╭─ Supplied text

The funds are meant to help secure the futures of Hammerl’s three children, since, like many freelance reporters and photographers working in conflict zones, Hammerl was not insured. Foley, who had been freelancing for GlobalPost, says he wasn’t insured at the time either. Gillis, too, was uninsured, though she says that after her capture, USA Today, her freelance employer, purchased insurance for her and also started working to get the group out of Libya. But being without health, disability, or life insurance is the norm in conflict reporting, not the exception. “The baseline among freelancers is that nobody is insured,” says Gillis.

More and more news organizations are relying on freelancers to cover dangerous international stories. But these freelancers don’t enjoy the same protections as the staff writers and photographers who once covered those stories. While many news organizations claim to look out for their regular freelance contributors, the story some freelancers tell is slightly different. They say that while some news organizations will step in if something goes drastically wrong, most ignore or evade the insurance issue, and freelancers—fearing the revocation of their story assignments—don’t press the point.

╰─

List of tasks ->
A – In the passage on insurance for freelance conflict reporters, which news organization bought insurance for Gillis after her capture?
B – Extend the passage on insurance for freelance conflict reporters, picking up after its final sentence.

╭─ Source data

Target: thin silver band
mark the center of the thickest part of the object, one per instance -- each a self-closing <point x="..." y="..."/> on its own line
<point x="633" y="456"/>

╰─

Activity answers ->
A – USA Today

B –
This arrangement leaves freelancers—who are taking personal risks on behalf of news organizations—liable for their own expenses if they’re injured or killed in the line of duty. Foley, who is currently freelancing from Syria, says that sometimes media companies will ask him if he’s insured, “because they want to cover themselves,” but for the most part, insurance isn’t a topic of discussion. “Most companies will take freelance work and will not give you any kind of temporary insurance,” says Foley. “Sometimes you make a deal where you file for them when you are out of the country so they’re not responsible if you’re hurt or kidnapped while you’re there.”

Frank Smyth, the security adviser for the Committee to Protect Journalists, wrote a chapter about insurance plans in CPJ’s Journalist Security Guide, which was published this April. Smyth says that the economic changes in the news industry have decreased the level of institutional support media organizations are willing to offer. “With all the cutbacks, there are more freelancers out in conflicts, gathering the news, than ever before,” he says. “And the level of support that’s available in general is completely curtailed.”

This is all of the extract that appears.